(Request A): In the records, rewrite the part that opens with the line containing "Could you please pick out the bookshelf" and closes with the line containing "Could you please pick out the dark", putting "mark" wherever "pick out" appears and leaving everything else unchanged.

How far can stack [LIFO] solve do automatic garbage collection and prevent memory leak ?

Nick Keighley nick_keighley_nospam at
Mon Aug 16 09:47:44 CEST 2010

this is heavily x-posted I'm answering from comp.lang.c

On 16 Aug, 08:20, Standish P <stnd... at> wrote:

> [Q] How far can stack [LIFO] solve do automatic garbage collection and
> prevent memory leak ?

I'm having trouble understanding your question (I read your whole post
before replying). I strongly suspect the only connection your question
has with C is that you are using C as your implementation language. I
think you're trying to ask a question about memory management. You
might be better off asking your question in a general programming new
group such as comp.programming (sadly rather quiet these days).

Note that C doesn't do automatic garbage collection. Memory is either
freed on exit from a scope (stack-like memory lifetime) or explicitly
(using free()). Static memory is, conceptually, never freed.

> Because a stack has push and pop, it is able to release and allocate
> memory.

I'm not sure what you mean by some of the terms you use. In a sense a
pop *is* a release. The memory is no longer available for use.

> We envisage an exogenous stack which has malloc() associated
> with a push and free() associated with a pop.

"exogenous"? Why would you do this? Are you envisioning a stack of
pointers? The pointers pointing to dynamically allocated memory? Well,
yes, sure you could implement this in C. It isn't garbage collection
by any standard definition of the term.

(Record list):
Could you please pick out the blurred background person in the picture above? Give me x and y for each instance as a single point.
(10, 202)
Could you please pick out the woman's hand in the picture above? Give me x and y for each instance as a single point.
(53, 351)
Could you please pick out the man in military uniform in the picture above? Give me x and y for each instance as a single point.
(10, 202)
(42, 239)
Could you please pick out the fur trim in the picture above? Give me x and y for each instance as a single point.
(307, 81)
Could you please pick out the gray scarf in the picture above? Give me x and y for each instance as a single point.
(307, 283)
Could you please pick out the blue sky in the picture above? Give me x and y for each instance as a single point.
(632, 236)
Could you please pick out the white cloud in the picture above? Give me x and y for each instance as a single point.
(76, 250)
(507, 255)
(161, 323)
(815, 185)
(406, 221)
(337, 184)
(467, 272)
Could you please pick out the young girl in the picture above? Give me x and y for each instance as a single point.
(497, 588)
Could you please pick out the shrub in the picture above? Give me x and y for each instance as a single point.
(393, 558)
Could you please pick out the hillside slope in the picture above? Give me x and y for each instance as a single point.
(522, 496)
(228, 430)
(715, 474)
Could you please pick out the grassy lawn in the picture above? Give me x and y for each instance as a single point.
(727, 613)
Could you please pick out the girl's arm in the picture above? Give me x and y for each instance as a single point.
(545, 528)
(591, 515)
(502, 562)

* * *

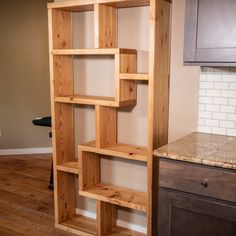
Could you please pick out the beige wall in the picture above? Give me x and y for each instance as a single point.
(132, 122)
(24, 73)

---

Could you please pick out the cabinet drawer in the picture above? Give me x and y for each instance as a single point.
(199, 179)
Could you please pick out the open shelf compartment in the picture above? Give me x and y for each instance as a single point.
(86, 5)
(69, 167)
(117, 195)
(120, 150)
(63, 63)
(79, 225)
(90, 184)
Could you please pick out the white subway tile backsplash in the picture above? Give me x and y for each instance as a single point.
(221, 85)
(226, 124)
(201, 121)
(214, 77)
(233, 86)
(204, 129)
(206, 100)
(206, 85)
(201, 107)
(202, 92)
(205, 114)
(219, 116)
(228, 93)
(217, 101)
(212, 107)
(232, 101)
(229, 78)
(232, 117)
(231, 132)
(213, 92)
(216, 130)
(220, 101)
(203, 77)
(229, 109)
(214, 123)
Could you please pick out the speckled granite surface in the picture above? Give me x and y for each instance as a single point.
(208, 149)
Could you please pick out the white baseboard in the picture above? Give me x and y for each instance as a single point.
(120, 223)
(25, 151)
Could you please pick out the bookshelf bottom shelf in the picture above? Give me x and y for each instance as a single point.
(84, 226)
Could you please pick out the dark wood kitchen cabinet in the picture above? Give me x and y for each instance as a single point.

(Request B): In the newsgroup post on memory management, which group does the writer suggest as a better place to ask the question?

(Full output A):
Could you please mark the bookshelf bottom shelf in the picture above? Give me x and y for each instance as a single point.
(84, 226)
Could you please mark the dark wood kitchen cabinet in the picture above? Give me x and y for each instance as a single point.

(Full output B): comp.programming